Activity: The result should be an exact copy of the entries that follow, with no pictures included.

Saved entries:

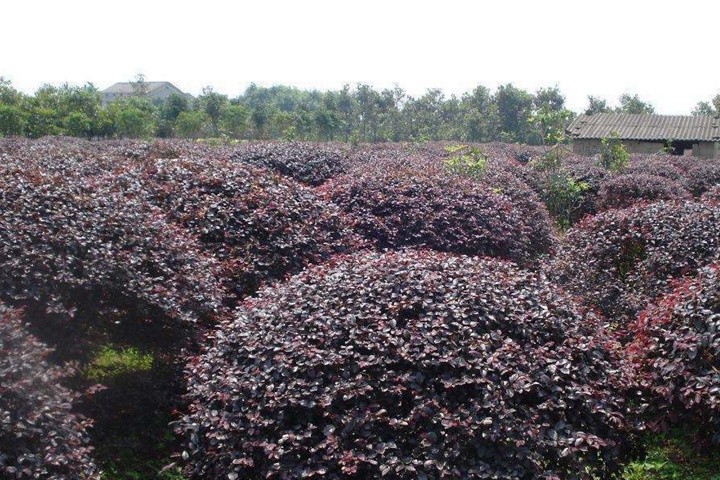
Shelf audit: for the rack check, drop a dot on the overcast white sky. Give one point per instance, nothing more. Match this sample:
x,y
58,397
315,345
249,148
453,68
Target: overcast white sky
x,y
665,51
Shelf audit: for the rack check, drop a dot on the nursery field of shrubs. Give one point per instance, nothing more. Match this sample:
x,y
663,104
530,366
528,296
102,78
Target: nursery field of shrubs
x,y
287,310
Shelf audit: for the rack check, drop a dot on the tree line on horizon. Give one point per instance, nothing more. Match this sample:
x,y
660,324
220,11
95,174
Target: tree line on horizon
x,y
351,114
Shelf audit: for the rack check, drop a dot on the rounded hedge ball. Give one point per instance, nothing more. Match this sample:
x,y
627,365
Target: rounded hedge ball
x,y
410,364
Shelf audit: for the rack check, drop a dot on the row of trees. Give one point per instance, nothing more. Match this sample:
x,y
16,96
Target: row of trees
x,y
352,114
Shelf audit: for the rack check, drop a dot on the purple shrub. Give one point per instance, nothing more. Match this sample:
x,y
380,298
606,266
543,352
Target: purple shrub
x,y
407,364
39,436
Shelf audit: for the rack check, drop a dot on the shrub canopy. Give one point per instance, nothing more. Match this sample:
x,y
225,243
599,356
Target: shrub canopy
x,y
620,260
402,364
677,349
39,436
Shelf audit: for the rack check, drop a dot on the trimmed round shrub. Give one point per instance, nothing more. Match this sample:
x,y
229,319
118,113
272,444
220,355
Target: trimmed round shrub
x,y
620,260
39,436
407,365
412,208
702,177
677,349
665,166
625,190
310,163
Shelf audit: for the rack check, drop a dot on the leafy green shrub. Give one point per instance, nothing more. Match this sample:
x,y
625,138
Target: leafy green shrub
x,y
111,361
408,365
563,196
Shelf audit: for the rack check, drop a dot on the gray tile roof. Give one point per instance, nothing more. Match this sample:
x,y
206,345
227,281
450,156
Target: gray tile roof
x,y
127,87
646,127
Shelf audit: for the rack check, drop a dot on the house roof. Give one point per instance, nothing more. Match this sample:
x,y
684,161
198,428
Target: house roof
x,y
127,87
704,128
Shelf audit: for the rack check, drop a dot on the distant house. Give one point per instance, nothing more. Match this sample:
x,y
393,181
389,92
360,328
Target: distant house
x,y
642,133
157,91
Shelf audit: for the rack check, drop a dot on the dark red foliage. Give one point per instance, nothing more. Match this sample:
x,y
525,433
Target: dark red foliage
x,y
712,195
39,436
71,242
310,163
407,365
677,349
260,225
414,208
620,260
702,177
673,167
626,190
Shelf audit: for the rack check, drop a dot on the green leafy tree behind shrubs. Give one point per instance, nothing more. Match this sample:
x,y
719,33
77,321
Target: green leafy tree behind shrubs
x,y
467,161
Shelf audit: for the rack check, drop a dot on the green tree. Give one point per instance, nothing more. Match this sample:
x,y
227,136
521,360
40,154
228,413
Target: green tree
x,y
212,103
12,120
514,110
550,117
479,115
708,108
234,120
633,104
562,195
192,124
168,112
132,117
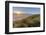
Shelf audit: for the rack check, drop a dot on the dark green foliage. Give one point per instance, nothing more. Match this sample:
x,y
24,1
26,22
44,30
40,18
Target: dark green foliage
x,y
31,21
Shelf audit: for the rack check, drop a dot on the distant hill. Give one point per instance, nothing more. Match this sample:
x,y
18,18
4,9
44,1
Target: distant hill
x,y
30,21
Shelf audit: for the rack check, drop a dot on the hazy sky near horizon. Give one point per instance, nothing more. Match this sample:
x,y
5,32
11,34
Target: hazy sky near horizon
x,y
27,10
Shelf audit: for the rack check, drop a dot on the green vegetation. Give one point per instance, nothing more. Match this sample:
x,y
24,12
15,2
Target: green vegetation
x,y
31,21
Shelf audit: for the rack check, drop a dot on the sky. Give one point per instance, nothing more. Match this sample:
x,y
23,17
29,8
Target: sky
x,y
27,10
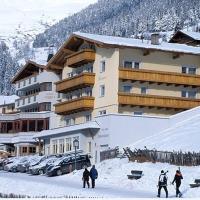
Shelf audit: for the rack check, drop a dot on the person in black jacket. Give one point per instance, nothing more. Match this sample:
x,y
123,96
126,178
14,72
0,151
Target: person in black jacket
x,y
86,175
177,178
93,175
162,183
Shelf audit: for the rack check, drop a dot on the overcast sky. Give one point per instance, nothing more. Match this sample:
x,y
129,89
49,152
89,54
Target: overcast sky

Output of the exercise:
Shelf audit: for the rack check, drop a dot on the overcast white sky. Give one point per instance, nothing more. Match this sample:
x,y
58,397
315,345
249,148
453,68
Target: overcast white sky
x,y
665,51
Shelf audit: for the rack check, drop a dot on the nursery field of shrubs. Give one point per instance, nothing more. Match this sample:
x,y
663,104
530,366
528,296
102,78
Target: nursery field of shrubs
x,y
287,310
Shelf audit: for the rack check, drop a dot on the tree line on horizon. Give one point per instance, nothing more. Match this sample:
x,y
660,324
220,11
95,174
Target: tree line on horizon
x,y
351,114
Shelf audit: for the rack check, drop a dot on the rounded hedge ball. Give one point per instance, nothing more. Match this sample:
x,y
627,365
Target: rounded hedge ball
x,y
410,364
Shelf audit: for the rack check, drop a dot on the row of trees. Give one point per instance, nothing more. Match this sample:
x,y
16,96
Target: row of trees
x,y
352,114
Shelf audit: for the rack check, drop a dot on the purple shrub. Give one point per instance, nothing more. Match this sample:
x,y
380,298
606,266
543,352
Target: purple shrub
x,y
407,364
39,436
Shelf audit: for the rack check, drop a dot on the shrub canopy. Give one point per instance, nothing more. Match this sample:
x,y
225,243
599,356
Target: shrub canopy
x,y
620,260
402,364
677,349
39,436
Shelf audit: for the rack check, drop a dot on the trimmed round shrub. Give one point per instance, nothing more. Match this sample:
x,y
229,319
118,113
272,444
220,355
Target: trimmed round shrub
x,y
620,260
39,436
407,365
412,208
702,177
677,349
665,166
625,190
310,163
Shelf audit: for the rack check, drop a dot on the leafy green shrub. Give one point per instance, nothing more. Match this sample:
x,y
625,138
Target: leafy green shrub
x,y
111,361
408,365
563,196
Shelf audit: for the rack check, drop a dot on the gray tile roof. Give one point per instance, nothing more. Match this sample:
x,y
206,345
227,281
450,156
Target: gray tile roof
x,y
127,87
646,127
Shelf audit: for the rack check, drop a dot on the house roof. Give one point per instance, nothing more. Match this sample:
x,y
684,161
198,428
Target: house roof
x,y
127,87
704,128
Shelf audit: for the rack check, drop a dot on the distant house. Give one point per instance, nothing more. Match this sample:
x,y
393,181
389,92
360,328
Target: distant house
x,y
642,133
157,91
Shelf audit: for the rack check, drop a dot on the dark red foliage. Give one point per instance, nothing more. Match this sample:
x,y
525,433
Target: dark red foliage
x,y
712,195
39,436
71,242
310,163
407,365
677,349
260,225
414,208
620,260
702,177
673,167
626,190
Shelf audit: for the rack check, drop a dot on the green leafy tree behind shrubs. Give one point per instance, nothing more. Match this sample:
x,y
719,33
77,321
Target: green leafy tree behind shrubs
x,y
467,161
Shelf audit: for the rack check, drop a dot on the green tree. Give one point per instance, nothing more. Match this sample:
x,y
227,136
521,360
40,154
228,413
Target: green tree
x,y
212,103
12,120
514,110
550,117
479,115
708,108
234,120
633,104
562,195
192,124
168,112
132,117
Shelf audit: for the rack check, drop a dot on the dark green foliage. Give one point per instance, nothing more. Match this sample:
x,y
24,1
26,22
44,30
40,18
Target: dark green foliage
x,y
31,21
Shelf audit: for the rack check, drop a dot on the distant hill. Give one point per instance, nothing more. Match this sample:
x,y
18,18
4,9
44,1
Target: distant hill
x,y
30,21
Shelf audit: for the rack check, drop a dot on the hazy sky near horizon. Give one point per instance, nothing more. Match this sample:
x,y
5,32
11,34
Target: hazy sky near horizon
x,y
27,10
Shelf audit: for the rack check, drop a dot on the green vegetation. Give one point per instance, nothing more. Match this sample:
x,y
24,12
15,2
Target: green vegetation
x,y
31,21
Shelf audit: for the rack check, drop a dot on the sky. Give one point per instance, nothing more. Match this sample:
x,y
23,17
29,8
Target: sky
x,y
27,10
Shelf audit: for the rack check, drop a dot on the person in black jacket. Give one point per instance, nothing more. Match this sample:
x,y
123,96
126,178
14,72
0,151
Target: person in black jacket
x,y
86,175
177,178
93,175
162,183
Shelf audit: for the rack check, drop a dot on the overcast sky. Give one point per instance, nothing more. Match this sample:
x,y
129,89
49,152
89,54
Target: overcast sky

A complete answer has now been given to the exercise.